Requirement: Return every line below that contains the string "skyscraper". Case counts, so a line matches only if the letters agree in case as well.

══════

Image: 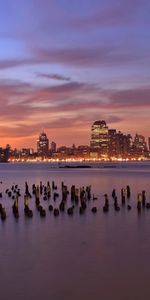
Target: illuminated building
[108,129,117,157]
[37,132,49,156]
[148,137,150,151]
[90,120,108,157]
[51,142,56,153]
[133,134,148,156]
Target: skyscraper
[37,132,49,156]
[91,120,108,157]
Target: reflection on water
[0,164,150,300]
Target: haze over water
[0,162,150,300]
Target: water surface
[0,164,150,300]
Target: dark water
[0,164,150,300]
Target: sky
[0,0,150,148]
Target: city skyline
[0,0,150,148]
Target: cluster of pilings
[0,181,150,220]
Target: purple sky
[0,0,150,147]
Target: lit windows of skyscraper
[91,120,108,157]
[37,132,49,156]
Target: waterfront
[0,162,150,300]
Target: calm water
[0,164,150,300]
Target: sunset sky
[0,0,150,148]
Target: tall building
[90,120,108,157]
[133,133,148,156]
[51,142,56,153]
[108,129,117,157]
[148,137,150,151]
[37,132,49,156]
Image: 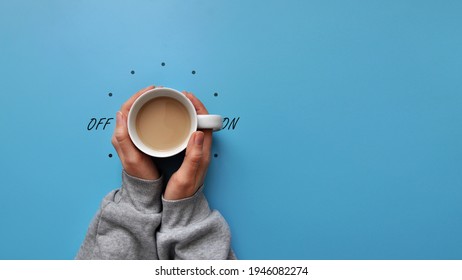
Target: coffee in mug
[128,88,222,157]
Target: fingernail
[116,111,123,123]
[194,131,204,146]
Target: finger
[177,131,204,183]
[120,86,155,115]
[113,111,139,159]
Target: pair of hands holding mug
[112,86,212,200]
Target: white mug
[128,88,223,158]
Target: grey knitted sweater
[76,171,235,259]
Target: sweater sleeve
[76,171,162,260]
[157,187,235,260]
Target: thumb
[178,131,204,184]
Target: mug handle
[197,115,223,131]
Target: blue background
[0,0,462,259]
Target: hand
[112,86,159,180]
[164,91,212,200]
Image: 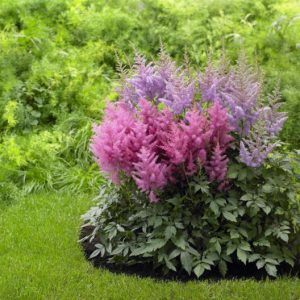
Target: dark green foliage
[84,153,300,277]
[0,0,300,204]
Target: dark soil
[80,226,300,282]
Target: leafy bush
[83,52,300,277]
[83,153,300,277]
[0,0,300,204]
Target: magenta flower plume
[132,147,169,202]
[91,103,150,183]
[205,143,228,182]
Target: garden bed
[80,226,300,282]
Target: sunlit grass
[0,193,300,300]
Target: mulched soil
[80,226,300,282]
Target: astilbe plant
[84,51,300,277]
[91,99,233,202]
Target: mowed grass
[0,193,300,300]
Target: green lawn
[0,193,300,300]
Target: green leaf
[265,264,277,277]
[180,252,193,275]
[278,232,289,243]
[227,167,238,179]
[262,183,273,194]
[256,259,265,269]
[164,257,176,272]
[262,206,271,215]
[165,225,177,240]
[239,241,252,251]
[215,241,222,254]
[238,169,247,181]
[223,211,236,222]
[237,248,248,264]
[89,249,101,259]
[194,264,205,278]
[218,260,227,277]
[172,235,186,250]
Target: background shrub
[0,0,300,204]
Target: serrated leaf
[236,248,248,264]
[262,206,271,215]
[223,211,236,222]
[265,264,277,277]
[172,235,186,250]
[209,201,219,215]
[262,183,273,194]
[248,254,260,262]
[165,225,177,240]
[278,232,289,243]
[169,249,181,260]
[180,252,193,275]
[256,259,265,269]
[194,264,205,278]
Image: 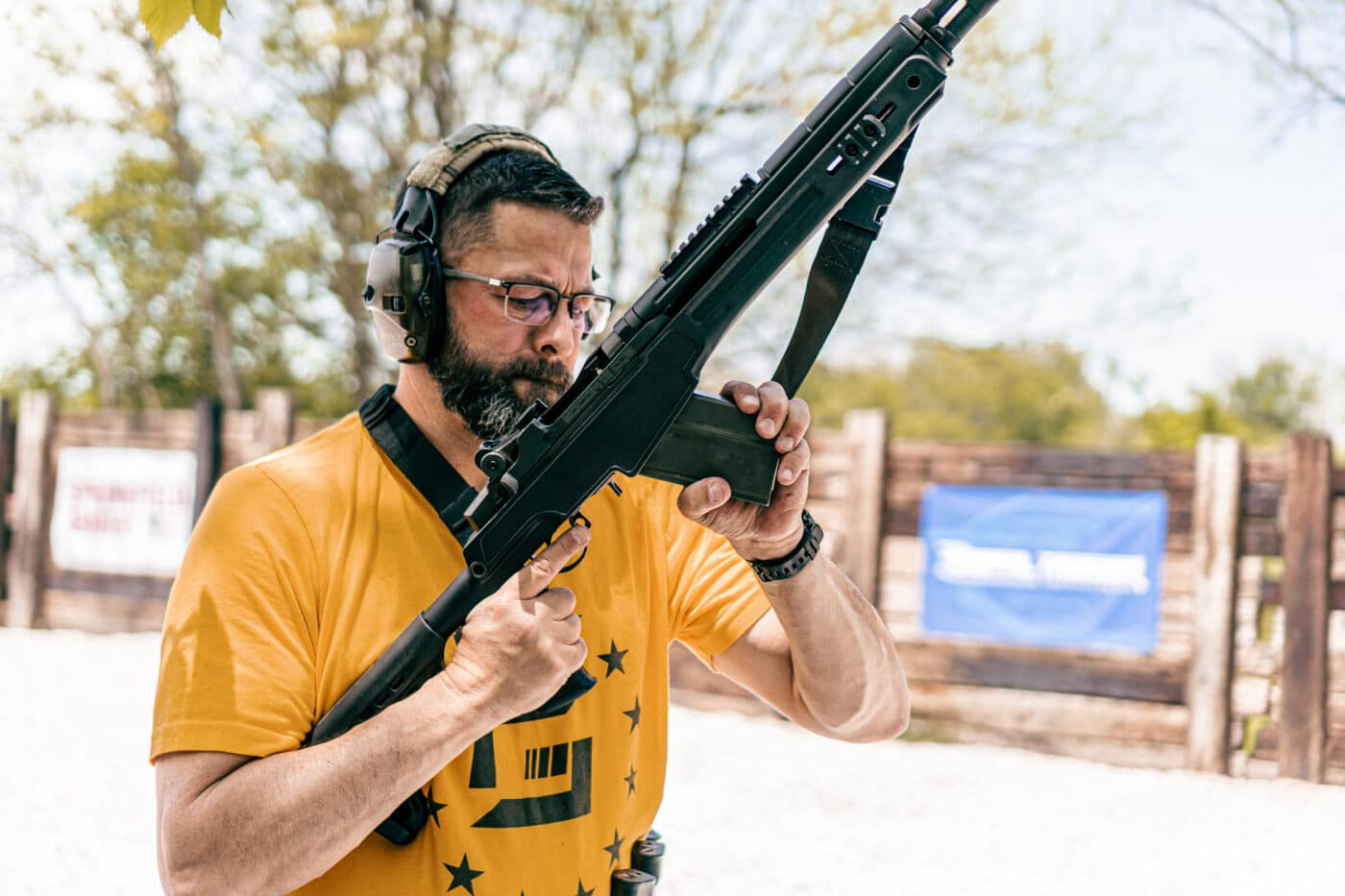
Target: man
[152,127,908,896]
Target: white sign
[51,448,196,576]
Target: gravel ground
[0,628,1345,896]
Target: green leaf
[191,0,226,37]
[140,0,191,50]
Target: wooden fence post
[1279,433,1332,783]
[191,396,225,520]
[0,396,13,598]
[1186,433,1243,775]
[6,392,57,628]
[257,389,295,453]
[838,407,888,607]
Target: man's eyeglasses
[444,269,616,336]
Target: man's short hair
[393,151,602,264]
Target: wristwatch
[752,510,823,581]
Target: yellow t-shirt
[151,414,768,896]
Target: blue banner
[920,486,1167,654]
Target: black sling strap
[770,131,916,396]
[359,385,477,545]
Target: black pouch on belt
[612,868,659,896]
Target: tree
[5,0,1130,407]
[800,339,1109,446]
[1185,0,1345,111]
[7,2,328,407]
[1137,358,1319,448]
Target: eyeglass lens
[504,284,612,333]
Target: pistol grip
[507,668,598,724]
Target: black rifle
[308,0,996,843]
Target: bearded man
[151,129,909,896]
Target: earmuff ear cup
[420,246,448,360]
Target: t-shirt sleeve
[652,483,770,668]
[149,466,319,762]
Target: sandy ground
[0,628,1345,896]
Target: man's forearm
[159,675,501,893]
[766,557,911,739]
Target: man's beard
[425,315,572,441]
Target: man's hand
[678,380,813,561]
[440,526,589,722]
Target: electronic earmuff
[362,124,561,363]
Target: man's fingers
[757,382,790,439]
[720,379,761,414]
[774,399,813,455]
[518,526,591,597]
[776,439,813,486]
[525,588,578,618]
[676,476,733,521]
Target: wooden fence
[0,390,1345,785]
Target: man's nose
[532,299,579,358]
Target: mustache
[504,358,573,389]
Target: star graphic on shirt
[602,828,625,868]
[598,641,631,678]
[444,853,485,896]
[622,697,640,731]
[622,765,635,798]
[425,786,448,828]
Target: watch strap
[752,510,823,583]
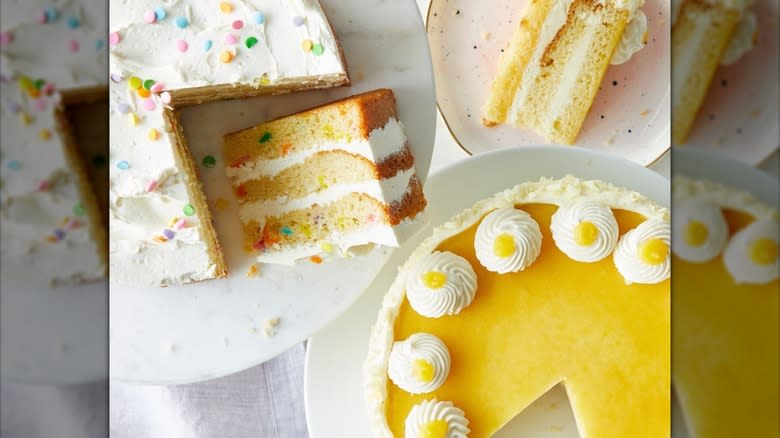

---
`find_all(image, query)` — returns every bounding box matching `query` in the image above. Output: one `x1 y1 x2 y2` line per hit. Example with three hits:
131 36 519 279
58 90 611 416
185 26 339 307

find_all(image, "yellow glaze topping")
685 221 710 248
386 204 671 438
423 271 447 289
493 234 515 257
639 239 669 265
574 221 599 246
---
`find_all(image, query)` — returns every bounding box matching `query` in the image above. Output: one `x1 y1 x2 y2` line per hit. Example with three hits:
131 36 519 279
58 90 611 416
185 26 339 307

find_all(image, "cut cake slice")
224 89 426 264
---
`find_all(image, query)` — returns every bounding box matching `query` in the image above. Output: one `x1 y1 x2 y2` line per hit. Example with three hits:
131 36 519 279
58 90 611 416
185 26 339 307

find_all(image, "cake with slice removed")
482 0 647 144
224 89 426 264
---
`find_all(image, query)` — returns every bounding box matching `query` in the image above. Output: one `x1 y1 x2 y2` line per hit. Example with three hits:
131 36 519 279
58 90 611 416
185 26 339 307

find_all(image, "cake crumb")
263 317 279 338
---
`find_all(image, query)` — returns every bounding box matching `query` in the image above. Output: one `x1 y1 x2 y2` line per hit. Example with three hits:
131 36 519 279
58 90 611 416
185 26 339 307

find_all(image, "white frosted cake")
0 0 107 285
109 0 349 286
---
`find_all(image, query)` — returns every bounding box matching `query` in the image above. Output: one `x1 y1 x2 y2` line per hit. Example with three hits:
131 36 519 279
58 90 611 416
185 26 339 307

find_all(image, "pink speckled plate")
687 0 780 165
427 0 670 166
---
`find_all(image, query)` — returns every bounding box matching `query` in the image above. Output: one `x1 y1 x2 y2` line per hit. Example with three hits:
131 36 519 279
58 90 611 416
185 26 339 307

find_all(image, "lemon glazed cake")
363 176 671 438
224 89 426 264
672 0 758 144
109 0 349 286
482 0 647 144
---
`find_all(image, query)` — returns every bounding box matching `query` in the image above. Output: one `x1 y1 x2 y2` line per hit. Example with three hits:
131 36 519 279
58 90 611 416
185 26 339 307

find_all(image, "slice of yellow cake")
224 89 426 264
672 0 756 144
482 0 647 144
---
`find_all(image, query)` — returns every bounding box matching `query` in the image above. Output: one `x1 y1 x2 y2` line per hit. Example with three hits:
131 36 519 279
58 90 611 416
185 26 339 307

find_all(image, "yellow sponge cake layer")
672 1 740 144
225 89 425 264
483 0 630 144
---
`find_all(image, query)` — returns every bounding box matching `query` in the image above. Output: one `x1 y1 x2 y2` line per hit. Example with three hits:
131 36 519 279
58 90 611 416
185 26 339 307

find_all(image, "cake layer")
224 89 406 166
236 148 414 204
507 0 628 144
672 1 740 144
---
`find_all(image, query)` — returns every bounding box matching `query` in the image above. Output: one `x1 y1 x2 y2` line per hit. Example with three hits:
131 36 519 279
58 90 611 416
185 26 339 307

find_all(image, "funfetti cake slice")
109 0 349 286
224 89 426 264
482 0 647 144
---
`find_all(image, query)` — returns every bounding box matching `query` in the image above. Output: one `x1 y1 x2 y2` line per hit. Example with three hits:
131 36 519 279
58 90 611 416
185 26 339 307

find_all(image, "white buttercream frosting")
672 200 729 263
614 219 672 284
387 333 451 394
404 399 470 438
550 201 620 262
720 11 758 65
406 251 477 318
723 218 780 284
610 9 647 65
474 208 542 274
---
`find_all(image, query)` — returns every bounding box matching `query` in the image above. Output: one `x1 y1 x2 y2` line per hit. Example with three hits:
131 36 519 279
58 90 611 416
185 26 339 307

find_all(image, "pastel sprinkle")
176 40 190 53
144 9 157 24
219 2 233 14
203 155 217 168
0 32 14 46
219 50 233 64
127 76 142 90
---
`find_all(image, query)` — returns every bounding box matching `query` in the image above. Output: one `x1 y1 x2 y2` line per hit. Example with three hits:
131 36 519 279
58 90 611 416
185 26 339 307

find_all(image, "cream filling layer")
239 167 415 223
225 118 406 184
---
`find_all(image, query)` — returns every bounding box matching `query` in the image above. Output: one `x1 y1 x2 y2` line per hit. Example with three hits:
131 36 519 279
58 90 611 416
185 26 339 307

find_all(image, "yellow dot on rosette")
493 234 515 258
574 221 599 246
685 221 710 247
420 420 449 438
750 238 778 265
423 271 447 289
639 239 669 265
412 359 435 383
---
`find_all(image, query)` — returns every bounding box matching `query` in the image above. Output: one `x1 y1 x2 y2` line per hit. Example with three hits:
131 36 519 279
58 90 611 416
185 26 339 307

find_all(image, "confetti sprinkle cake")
0 0 108 285
224 89 426 264
109 0 349 286
482 0 647 144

══════

Reply to the exercise:
Target: skyscraper
Target: lit windows of skyscraper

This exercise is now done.